本文 —
^^^^
「Cool」。涼しいではなく、ここでは「イケてる」「カッコいい」って意味なんだけど、その語源はレスター・ヤングの熱くならない冷静な演奏が黒人達の間でカッコいい…ってんでスラングとして広まったらしい。
で、僕はそういう演奏スタイルが、ずーっと嫌いだった。(笑)
落ち着いてなんかいるより、破天荒で次がどうなるのか分からない、その結果、破綻を招く様な事が有っても冒険するリスクをチョイスするのが僕のライフ・スタイルだからだ。だから、コルトレーン の様に自らスタイルを変え続け、冒険を繰り返すプレイヤーが憧れの的だった。そんな僕にはクール・ジャズのプレイヤー達は決して破天荒ではなく、統制が取れていて「守り」に入ってる様に映っていた。
僕は好き嫌いがとても激しい。でも、決して聴かず嫌いではなく、何度となく色んな演奏を聴いた結果、そうなっている。でも、本当は直感的にほぼ最初聴いた時に好みに関する答えは出てるし、間違ってるとも思えない。その結果、ずっとクール・ジャズと呼ばれるものは聴かずに過ごして来た。
でも、高校時代にはアート・ペッパーがよく来日していたせいもあり、ちょっとしたブームで、僕も好きでレコードを買ってよく聴いていた。西海岸のクール・ジャズの旗手の様な人である。しかしながら、当時のペッパーは決してそんなスタイルではなく、モードを取り入れた、かなりホットな演奏を繰り広げていたのである。「ミーツ・ザ・リズムセクション」を聴くのはだいぶ後になってからだ。
高校時代はビッグバンドでリード・アルトを演ってたので、グレンミラーなど分かりやすい白人モノをアンサンブルとして取り上げていたけど、レコードで聴いてるコンボは別物だった。なにせ、両親にマイルスとブレイキーを聴かされて育った子供である。
クール・ジャズと呼ばれる人達の殆どが白人だった事もあり、やはりジャズは黒人でNYでしょ!と決めてかかり、ショーターやらばかり聴いていた。しかし、徐々にフュージョンの洗礼を受け、白人サックス奏者も聴き始め、結局、ブレッカーにドハマリしていく訳だけど、やはり、熱い音楽が好きな事に変わりはなかった。
テナーを吹き始め、勉強の為に開祖と言われる、コールマン・ホーキンスとレスター・ヤングは聴いてみたものの、豪快なホーキンスに比べレスターはヘナチョコにしか聴こえない。しかも、レスターは繊細で気が弱い上に、ホーキンスと比べられて非難されまくってドラッグに溺れて酷い演奏のものが多い。手癖の連発とショボい音…これの何処が評価されてるのか僕にはサッパリ分からなかった。
クール・ジャズのサックス奏者は須らくこのレスターの影響を受けている訳だが、それ自体が意味不明な上にその魅力がず〜っと分からないまま50年以上生きて来て、スタン・ゲッツを始め、彼の影響を受けていると言われる人達の演奏が嫌いで嫌いで仕方がなった。ゲッツやズートなどは「上手い」というのは十分分かってはいるのだけど、生理的に受け付けなかったのである。
そんな僕が今はそのクール・ジャズにドハマリ中である。
^^^^
データ一覧 —
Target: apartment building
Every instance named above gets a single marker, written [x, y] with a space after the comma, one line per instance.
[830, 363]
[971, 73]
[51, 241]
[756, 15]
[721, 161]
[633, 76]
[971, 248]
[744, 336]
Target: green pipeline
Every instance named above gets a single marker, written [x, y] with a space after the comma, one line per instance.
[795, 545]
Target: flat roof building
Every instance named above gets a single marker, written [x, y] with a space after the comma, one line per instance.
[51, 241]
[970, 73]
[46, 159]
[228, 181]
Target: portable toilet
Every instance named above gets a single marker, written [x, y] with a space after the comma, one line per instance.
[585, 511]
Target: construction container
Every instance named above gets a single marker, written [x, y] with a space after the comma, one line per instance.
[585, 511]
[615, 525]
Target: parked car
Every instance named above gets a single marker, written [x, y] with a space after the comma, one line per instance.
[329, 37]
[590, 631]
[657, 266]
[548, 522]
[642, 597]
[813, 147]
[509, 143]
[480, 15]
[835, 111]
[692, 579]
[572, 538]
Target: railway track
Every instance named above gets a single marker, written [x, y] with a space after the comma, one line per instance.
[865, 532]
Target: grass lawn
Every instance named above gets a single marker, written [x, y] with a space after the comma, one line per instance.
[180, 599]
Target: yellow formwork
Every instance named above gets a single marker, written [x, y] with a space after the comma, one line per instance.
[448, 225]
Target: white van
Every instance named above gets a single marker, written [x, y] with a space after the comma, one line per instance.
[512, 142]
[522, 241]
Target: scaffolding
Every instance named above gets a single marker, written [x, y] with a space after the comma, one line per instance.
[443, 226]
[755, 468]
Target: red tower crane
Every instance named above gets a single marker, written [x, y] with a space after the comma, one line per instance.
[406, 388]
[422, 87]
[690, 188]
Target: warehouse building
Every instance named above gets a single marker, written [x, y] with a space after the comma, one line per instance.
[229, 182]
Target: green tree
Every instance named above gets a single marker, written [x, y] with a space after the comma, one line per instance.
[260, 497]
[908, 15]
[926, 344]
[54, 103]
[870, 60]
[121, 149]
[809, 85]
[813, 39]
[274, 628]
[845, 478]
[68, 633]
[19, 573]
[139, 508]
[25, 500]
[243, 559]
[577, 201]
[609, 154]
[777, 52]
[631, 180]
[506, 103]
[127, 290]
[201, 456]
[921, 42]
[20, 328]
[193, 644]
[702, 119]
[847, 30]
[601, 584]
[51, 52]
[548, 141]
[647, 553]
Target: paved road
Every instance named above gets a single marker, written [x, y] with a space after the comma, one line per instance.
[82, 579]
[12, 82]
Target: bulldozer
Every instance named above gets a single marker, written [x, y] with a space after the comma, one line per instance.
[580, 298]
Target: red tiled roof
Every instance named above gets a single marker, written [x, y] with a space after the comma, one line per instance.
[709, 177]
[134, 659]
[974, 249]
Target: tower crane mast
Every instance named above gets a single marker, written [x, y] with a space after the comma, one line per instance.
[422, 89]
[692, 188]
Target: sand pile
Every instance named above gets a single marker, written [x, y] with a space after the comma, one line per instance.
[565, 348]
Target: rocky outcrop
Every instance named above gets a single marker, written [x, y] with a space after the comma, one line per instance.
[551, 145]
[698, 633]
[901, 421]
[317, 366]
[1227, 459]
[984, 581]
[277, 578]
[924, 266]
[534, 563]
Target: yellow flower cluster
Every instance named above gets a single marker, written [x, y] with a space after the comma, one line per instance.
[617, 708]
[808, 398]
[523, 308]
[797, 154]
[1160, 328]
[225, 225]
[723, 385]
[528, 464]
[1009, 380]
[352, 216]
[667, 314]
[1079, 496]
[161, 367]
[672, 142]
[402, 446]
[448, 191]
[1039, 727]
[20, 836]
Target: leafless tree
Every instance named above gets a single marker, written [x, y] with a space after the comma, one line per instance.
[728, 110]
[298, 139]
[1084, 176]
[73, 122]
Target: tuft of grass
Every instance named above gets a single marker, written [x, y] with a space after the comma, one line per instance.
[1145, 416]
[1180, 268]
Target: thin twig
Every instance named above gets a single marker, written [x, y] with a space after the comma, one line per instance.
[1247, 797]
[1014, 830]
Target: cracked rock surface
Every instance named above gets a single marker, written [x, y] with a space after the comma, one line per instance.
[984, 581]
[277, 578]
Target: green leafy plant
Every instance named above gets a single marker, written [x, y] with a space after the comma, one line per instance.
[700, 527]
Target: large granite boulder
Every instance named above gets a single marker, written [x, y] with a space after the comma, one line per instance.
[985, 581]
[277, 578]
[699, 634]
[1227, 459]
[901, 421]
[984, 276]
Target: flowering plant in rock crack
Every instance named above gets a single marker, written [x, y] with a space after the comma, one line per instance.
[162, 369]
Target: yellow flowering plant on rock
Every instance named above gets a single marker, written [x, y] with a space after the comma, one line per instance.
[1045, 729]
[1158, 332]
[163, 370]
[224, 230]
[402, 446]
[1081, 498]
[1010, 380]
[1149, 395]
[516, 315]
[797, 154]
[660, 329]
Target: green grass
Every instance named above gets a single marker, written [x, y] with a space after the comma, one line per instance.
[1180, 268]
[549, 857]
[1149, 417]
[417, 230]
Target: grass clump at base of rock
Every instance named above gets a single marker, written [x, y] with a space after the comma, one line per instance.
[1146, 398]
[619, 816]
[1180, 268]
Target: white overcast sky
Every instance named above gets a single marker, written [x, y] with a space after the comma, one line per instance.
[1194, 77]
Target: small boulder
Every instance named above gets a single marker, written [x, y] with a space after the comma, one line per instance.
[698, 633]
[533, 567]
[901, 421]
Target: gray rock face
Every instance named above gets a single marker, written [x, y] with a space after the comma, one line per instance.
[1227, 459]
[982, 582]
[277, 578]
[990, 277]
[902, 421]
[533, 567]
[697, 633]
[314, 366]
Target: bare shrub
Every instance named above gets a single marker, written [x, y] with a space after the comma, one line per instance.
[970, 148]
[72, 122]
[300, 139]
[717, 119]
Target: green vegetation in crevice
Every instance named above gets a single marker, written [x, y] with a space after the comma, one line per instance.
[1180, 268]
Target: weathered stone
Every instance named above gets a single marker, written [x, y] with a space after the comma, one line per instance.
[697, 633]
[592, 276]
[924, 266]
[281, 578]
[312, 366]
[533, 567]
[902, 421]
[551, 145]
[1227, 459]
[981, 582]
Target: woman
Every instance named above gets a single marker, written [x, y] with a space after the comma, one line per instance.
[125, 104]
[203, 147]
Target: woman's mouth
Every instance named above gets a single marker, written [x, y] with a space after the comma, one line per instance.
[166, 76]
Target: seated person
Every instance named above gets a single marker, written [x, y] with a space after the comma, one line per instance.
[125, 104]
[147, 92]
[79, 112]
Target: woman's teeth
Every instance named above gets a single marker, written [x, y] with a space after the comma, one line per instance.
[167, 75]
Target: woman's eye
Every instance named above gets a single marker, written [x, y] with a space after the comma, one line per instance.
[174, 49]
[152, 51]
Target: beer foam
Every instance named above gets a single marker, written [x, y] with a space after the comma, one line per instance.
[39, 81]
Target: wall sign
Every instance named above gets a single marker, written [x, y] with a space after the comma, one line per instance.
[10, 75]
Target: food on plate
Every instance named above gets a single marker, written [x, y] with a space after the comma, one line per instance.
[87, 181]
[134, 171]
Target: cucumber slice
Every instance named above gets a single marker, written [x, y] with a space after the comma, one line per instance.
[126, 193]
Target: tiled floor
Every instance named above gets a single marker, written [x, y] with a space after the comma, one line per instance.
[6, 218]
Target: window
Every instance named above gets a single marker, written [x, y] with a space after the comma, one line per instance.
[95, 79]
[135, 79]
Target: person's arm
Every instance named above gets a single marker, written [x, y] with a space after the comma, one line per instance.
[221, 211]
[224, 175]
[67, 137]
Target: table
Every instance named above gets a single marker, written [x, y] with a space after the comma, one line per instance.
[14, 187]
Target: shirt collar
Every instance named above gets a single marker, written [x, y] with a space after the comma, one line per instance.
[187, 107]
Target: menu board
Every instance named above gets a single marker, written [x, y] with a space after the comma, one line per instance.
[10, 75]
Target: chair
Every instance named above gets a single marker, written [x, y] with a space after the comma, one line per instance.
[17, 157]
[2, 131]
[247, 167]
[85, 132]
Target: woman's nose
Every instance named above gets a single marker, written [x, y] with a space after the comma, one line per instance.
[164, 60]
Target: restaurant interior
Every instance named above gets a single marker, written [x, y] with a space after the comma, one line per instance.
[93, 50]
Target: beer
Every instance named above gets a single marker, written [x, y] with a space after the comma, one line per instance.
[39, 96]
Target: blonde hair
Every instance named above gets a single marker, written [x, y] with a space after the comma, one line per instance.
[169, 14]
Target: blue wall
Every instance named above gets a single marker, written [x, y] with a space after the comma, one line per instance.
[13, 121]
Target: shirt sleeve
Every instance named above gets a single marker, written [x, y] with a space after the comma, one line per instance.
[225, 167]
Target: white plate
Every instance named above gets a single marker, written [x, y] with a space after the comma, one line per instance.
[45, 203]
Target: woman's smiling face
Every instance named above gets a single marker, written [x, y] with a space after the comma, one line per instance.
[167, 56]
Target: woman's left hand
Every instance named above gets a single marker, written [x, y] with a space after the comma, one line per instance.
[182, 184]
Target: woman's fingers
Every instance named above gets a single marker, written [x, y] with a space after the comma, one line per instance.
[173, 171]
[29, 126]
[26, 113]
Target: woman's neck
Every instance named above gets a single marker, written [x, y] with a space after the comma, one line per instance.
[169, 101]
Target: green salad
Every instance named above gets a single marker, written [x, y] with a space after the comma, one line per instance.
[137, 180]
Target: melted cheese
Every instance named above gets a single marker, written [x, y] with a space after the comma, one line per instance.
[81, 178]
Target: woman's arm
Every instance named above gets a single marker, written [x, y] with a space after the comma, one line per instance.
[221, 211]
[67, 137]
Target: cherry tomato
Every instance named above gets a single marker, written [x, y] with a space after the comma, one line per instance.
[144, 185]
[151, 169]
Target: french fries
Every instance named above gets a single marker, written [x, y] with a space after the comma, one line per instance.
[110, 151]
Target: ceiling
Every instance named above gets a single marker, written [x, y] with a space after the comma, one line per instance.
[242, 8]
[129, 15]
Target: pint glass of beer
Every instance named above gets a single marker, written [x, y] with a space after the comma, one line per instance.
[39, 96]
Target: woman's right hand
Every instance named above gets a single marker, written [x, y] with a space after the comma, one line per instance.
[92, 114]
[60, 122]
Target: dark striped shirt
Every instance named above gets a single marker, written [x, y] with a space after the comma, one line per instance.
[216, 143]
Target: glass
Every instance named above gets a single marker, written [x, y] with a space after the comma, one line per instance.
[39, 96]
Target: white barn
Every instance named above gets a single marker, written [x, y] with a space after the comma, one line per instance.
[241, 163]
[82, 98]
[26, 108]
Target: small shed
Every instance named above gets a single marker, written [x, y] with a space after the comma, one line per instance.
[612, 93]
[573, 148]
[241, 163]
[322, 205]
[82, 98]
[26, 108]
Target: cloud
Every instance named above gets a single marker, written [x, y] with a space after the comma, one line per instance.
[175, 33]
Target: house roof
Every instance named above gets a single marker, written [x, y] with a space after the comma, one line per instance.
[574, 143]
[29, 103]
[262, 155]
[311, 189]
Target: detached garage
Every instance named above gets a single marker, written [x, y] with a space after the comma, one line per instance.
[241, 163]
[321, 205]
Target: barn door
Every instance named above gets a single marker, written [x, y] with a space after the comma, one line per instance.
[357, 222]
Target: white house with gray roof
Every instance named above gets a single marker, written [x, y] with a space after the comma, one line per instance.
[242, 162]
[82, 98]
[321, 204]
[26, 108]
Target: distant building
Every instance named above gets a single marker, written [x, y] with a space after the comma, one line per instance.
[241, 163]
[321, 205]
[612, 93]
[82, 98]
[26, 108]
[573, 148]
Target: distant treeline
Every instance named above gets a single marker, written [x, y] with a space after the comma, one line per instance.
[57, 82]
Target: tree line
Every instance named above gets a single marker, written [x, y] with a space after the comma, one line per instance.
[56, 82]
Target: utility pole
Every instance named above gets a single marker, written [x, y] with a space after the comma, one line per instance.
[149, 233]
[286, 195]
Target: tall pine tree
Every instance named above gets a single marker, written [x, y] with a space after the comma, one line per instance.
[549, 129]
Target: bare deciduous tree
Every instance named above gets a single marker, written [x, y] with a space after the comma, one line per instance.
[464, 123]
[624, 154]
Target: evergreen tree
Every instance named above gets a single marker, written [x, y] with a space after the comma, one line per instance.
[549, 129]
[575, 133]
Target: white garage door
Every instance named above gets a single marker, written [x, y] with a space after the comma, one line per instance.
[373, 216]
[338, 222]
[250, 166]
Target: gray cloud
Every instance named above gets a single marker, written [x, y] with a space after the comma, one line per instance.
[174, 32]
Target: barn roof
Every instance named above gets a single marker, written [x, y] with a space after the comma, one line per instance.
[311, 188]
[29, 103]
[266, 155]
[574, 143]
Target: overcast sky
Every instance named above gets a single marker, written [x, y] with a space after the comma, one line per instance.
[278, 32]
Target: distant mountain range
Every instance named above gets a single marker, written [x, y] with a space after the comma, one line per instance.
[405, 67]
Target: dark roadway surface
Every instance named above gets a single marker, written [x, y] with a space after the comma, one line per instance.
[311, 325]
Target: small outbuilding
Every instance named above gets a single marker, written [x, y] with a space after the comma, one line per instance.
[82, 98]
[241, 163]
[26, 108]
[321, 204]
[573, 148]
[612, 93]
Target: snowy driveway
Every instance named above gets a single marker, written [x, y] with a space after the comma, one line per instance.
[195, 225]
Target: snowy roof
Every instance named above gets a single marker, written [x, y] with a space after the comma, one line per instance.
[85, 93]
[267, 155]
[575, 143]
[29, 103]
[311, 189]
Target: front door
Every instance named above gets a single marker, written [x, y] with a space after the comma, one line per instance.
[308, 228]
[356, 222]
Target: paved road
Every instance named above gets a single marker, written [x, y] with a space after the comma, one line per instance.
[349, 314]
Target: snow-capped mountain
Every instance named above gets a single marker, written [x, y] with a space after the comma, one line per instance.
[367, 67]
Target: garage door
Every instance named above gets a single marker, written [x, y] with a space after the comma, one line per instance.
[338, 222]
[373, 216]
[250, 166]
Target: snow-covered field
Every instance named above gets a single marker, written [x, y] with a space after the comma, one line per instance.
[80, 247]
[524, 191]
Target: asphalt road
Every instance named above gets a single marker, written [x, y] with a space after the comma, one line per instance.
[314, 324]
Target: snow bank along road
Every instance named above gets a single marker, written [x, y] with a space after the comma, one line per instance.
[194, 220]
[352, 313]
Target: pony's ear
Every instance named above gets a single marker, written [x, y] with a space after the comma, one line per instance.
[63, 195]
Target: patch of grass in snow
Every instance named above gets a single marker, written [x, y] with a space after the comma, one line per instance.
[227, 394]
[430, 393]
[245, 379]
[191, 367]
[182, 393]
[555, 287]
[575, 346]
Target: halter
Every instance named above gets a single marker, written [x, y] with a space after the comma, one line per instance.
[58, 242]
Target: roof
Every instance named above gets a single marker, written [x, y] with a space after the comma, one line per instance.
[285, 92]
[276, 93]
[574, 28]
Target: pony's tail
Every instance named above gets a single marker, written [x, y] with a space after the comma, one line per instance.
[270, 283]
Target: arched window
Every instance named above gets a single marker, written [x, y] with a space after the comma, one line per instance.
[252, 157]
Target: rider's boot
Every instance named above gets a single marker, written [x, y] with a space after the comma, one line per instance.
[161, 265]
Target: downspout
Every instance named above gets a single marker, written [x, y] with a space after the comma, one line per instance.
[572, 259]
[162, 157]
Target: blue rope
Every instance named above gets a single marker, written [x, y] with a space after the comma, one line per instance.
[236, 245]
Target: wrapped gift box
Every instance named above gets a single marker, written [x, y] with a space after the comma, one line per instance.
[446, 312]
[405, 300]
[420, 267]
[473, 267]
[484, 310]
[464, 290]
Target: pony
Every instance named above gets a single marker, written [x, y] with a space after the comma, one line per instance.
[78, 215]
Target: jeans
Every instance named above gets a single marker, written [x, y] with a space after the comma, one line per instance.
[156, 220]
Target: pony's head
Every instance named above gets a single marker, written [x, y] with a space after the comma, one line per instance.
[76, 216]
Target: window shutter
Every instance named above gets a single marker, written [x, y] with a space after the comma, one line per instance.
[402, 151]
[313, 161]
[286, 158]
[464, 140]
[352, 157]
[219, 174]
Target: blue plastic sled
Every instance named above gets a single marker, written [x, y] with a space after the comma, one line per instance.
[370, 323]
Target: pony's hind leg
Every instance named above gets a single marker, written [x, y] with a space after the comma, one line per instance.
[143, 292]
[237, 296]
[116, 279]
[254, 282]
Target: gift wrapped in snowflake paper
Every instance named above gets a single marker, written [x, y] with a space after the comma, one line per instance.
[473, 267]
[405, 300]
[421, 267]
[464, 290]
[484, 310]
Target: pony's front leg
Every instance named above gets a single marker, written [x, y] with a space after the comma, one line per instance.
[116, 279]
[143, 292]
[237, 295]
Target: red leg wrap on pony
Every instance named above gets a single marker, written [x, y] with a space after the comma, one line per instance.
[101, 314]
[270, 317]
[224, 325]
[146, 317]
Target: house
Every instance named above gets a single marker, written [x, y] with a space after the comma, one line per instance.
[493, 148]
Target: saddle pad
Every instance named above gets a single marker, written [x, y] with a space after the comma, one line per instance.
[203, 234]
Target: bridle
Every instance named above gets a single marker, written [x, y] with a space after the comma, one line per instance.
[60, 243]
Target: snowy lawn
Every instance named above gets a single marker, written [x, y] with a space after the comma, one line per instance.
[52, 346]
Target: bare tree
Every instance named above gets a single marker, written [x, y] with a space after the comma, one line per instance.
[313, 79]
^^^^
タスク一覧 —
1) クール・ジャズについての本文で「テナーを吹き始め」で始まる段落を、主な事実を残したまま箇条書きにまとめてください。
2) クール・ジャズについての本文から、「クール・ジャズと呼ばれる人達」を含む語句で始まり「にはサッパリ分からなかった。」で終わる部分を抜き出してください。その際、「ホーキンス」を「ホーク」に置き換えてください。
3) クール・ジャズについての本文の続きを書いてください。

タスク別回答 —
1)
- テナーを始め、勉強のために開祖とされるコールマン・ホーキンスとレスター・ヤングを聴いた。
- 豪快なホーキンスに比べ、レスターはヘナチョコにしか聴こえなかった。
- レスターは繊細で気が弱い。ホーキンスと比べられて非難され、ドラッグに溺れたため、酷い演奏のものが多い。
- 手癖の連発とショボい音で、どこが評価されているのかまったく分からなかった。

2)
クール・ジャズと呼ばれる人達の殆どが白人だった事もあり、やはりジャズは黒人でNYでしょ!と決めてかかり、ショーターやらばかり聴いていた。しかし、徐々にフュージョンの洗礼を受け、白人サックス奏者も聴き始め、結局、ブレッカーにドハマリしていく訳だけど、やはり、熱い音楽が好きな事に変わりはなかった。
テナーを吹き始め、勉強の為に開祖と言われる、コールマン・ホークとレスター・ヤングは聴いてみたものの、豪快なホークに比べレスターはヘナチョコにしか聴こえない。しかも、レスターは繊細で気が弱い上に、ホークと比べられて非難されまくってドラッグに溺れて酷い演奏のものが多い。手癖の連発とショボい音…これの何処が評価されてるのか僕にはサッパリ分からなかった。

3)
演奏家として生活して行く中、自分の演奏は厳しく自己評価して行かざるを得ないわけだが、熱くなって自制が効かずに崩壊する自分の演奏がとことん嫌になったり、自分のサウンドに飽きたりしていたのが第一の原因だけど、「レスター・ヤングの軌跡を一般のジャズ・ファンにレクチャーする」という仕事を戴いたり、ずっと否定してた「小さい音で吹く」っていう音楽的シチュエーションを仕事で多く求められたり、様々なキッカケが有った。僕もこの歳になって、こんな多くのチャンスを頂き、「コレは生まれ変わる重要な節目なんだな。」と感じた。
研究して行くうちに、ダメダメだと思ってた開祖・レスターにも絶好調の演奏が有り、それを聴くと、やはりその後のクール系に与えた影響力を感じざるを得ず、またその演奏に圧倒されたり、今までコピーしてたソニー・スティットと、全く別物と捉えていたゲッツに似た様なフレーズの存在を感じたり、ペッパーの「ミーツ・ザ・リズムセクション」で分かるように、意外と西海岸と東海岸のミュージシャンの交流は多く、白人だの黒人だの、バップだのクールだのと区別化を図ってるのはレコード会社とリスナーだけなんじゃないのかと感じたりもした。考えたらゲッツはフィラデルフィア生まれで、クール系の師範である白人ピアニストのレニー・トリスターノはシカゴ出身で西海岸でも何でもない。
そして、くぐもったベールに包まれた様な音でスタン・ゲッツやウォーン・マーシュが奏でるフレーズは意外にもぶっ飛んでて時代を超えて新鮮なのだ。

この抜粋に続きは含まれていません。